_Request_: According to the opinion piece on veterans' benefits below, how many "low-priority" veterans are excluded from the VA health care system?
══ Excerpt provided
If
you notice there are more veterans to honor
this Veterans Day than there were last year,
thank the Bush administration and the Republican
Congress.
If
you want more help for those veterans, better
ask the Democrats.
They're
fighting President Bush, the Defense Department,
the Department of Veterans Affairs and the
GOP congressional leadership just to keep
a shamefully inadequate veterans support system
from getting worse.
When
Democrats tried to insert health insurance
and other personnel benefits into the $87
billion appropriation for Iraq and Afghanistan,
the White House shot them down.
When
Democrats tried to replace $1.3 billion of
the $1.8 billion shortfall in the pending
VA health care budget bill, the White House
threatened a veto.
On
and on it goes. Waits of six months to two
years for some seekers of health care, even
as the VA moves to close down facilities.
Multiple hikes in drug co-pays. Exclusion
of more than 160,000 "low-priority" vets from
the health care system because the money's
not there to cover them. Non-mandatory funding,
meaning the budget must be fought for anew
every year by those who care.
"The
general public has no clue as to the shortfall
in the veterans' system nor the impact of
an additional 130,000 people (eventually returning
from Iraq) on that system," said U.S. Sen.
Patty Murray, D-Wash., a member of the Senate
Veterans Affairs Committee. "If the American
public fully understood how we are treating
our veterans, they'd be outraged."
Except
for military families, such as those belonging
to the 1,600 surviving wounded in the current
war, the public generally doesn't know. The
news teleconference Murray held with several
colleagues Tuesday didn't make the wires,
and rarely is there news, in the land of Fox
and football, of the sacrifice that continues
when Johnny and Jane come marching home.
"We've
been very frustrated that we can't penetrate
the curtain that Bush has pulled down over
the country to justify this war," says Joseph
Farah, Indiana president of the antiwar group
Veterans for Peace. "There are long-term implications
that nobody's thought out yet, and we should
have thought them out before we committed
troops to battle."
════
══ Material
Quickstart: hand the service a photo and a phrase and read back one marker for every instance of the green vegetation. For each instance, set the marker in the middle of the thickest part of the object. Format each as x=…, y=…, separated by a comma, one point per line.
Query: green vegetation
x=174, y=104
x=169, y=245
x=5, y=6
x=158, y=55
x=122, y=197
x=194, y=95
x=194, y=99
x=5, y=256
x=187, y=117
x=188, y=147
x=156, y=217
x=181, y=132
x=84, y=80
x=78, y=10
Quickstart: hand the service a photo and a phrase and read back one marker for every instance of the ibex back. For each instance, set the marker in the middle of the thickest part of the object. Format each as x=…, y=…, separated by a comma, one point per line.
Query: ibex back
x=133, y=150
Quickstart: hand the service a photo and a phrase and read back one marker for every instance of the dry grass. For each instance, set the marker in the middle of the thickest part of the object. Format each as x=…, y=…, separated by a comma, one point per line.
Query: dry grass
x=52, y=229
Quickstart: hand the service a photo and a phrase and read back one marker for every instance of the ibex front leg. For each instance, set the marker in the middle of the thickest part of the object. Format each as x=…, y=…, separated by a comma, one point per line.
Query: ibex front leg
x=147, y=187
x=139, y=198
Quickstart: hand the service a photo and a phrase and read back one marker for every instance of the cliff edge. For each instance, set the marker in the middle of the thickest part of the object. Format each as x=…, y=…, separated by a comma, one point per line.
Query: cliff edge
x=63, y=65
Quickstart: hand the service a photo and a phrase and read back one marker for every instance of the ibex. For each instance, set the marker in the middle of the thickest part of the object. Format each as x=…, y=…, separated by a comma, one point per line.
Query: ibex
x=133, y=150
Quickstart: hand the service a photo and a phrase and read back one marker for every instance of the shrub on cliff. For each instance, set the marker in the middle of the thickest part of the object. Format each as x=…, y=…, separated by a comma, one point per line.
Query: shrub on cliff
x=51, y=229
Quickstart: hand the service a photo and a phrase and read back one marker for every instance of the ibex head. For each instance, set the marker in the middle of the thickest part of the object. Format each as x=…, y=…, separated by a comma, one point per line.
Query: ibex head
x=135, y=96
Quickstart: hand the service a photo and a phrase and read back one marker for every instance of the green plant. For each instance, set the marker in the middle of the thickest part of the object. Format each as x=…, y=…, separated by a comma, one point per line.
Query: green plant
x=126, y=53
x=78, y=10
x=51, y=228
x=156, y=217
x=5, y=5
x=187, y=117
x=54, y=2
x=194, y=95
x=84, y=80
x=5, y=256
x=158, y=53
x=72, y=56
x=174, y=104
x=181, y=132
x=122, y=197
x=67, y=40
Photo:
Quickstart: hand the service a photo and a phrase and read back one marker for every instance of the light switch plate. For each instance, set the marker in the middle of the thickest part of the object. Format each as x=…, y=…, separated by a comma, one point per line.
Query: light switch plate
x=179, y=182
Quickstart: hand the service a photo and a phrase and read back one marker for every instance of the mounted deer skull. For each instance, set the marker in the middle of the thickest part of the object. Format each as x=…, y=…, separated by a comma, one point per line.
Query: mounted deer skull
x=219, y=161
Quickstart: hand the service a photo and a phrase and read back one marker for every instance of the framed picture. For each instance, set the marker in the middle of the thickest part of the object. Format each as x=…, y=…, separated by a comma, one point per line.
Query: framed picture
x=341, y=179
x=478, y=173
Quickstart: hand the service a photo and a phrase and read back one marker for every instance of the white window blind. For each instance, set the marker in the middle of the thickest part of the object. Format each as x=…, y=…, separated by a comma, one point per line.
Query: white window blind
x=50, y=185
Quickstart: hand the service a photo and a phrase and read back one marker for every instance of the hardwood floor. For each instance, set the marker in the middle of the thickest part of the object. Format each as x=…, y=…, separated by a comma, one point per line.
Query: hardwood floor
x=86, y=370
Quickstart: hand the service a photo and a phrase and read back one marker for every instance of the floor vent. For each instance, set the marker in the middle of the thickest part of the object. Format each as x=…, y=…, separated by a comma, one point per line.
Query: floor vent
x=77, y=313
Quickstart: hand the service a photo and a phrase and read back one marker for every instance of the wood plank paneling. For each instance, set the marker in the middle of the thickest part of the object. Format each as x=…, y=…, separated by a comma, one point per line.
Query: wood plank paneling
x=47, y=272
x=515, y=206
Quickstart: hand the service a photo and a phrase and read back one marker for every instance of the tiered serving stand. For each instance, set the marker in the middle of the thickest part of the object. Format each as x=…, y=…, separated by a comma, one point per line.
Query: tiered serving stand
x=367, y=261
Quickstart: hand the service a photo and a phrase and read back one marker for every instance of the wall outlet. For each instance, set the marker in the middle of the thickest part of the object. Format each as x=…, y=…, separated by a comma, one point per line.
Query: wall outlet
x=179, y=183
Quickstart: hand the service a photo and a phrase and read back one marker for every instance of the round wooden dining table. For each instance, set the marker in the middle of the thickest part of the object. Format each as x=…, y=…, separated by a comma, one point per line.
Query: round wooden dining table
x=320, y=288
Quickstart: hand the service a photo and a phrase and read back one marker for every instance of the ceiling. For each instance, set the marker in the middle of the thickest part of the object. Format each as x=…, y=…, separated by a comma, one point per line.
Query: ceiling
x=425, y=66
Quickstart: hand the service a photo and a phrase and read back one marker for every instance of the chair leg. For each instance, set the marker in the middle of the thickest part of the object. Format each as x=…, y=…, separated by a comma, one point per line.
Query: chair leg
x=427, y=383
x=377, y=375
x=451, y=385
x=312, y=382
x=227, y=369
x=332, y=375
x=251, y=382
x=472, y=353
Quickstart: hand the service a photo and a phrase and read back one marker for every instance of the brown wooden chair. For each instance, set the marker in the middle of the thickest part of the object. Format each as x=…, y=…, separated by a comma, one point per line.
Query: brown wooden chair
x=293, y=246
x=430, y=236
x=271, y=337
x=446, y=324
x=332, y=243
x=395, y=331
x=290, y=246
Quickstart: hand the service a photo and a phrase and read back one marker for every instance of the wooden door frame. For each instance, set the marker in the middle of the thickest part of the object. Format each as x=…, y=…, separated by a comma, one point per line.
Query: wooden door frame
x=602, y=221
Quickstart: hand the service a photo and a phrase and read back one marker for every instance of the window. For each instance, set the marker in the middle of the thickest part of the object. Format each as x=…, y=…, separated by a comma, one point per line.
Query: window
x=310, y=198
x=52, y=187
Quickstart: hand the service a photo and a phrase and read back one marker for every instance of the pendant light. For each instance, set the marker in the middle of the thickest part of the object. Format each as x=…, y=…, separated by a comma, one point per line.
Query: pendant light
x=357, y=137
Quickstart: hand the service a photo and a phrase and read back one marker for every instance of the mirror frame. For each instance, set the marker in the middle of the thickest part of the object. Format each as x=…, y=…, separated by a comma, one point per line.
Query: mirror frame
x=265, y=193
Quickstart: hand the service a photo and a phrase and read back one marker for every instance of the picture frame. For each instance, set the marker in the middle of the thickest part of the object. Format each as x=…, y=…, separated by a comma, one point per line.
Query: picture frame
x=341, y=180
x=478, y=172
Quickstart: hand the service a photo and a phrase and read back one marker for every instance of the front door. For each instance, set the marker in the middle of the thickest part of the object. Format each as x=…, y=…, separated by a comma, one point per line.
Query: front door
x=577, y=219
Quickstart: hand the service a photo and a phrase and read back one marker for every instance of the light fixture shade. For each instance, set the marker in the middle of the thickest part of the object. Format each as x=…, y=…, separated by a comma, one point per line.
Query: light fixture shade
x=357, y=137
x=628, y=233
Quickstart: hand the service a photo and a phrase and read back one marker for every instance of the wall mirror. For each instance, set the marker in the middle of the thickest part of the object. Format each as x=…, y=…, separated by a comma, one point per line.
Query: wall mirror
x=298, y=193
════
_Solution to this task_: More than 160,000.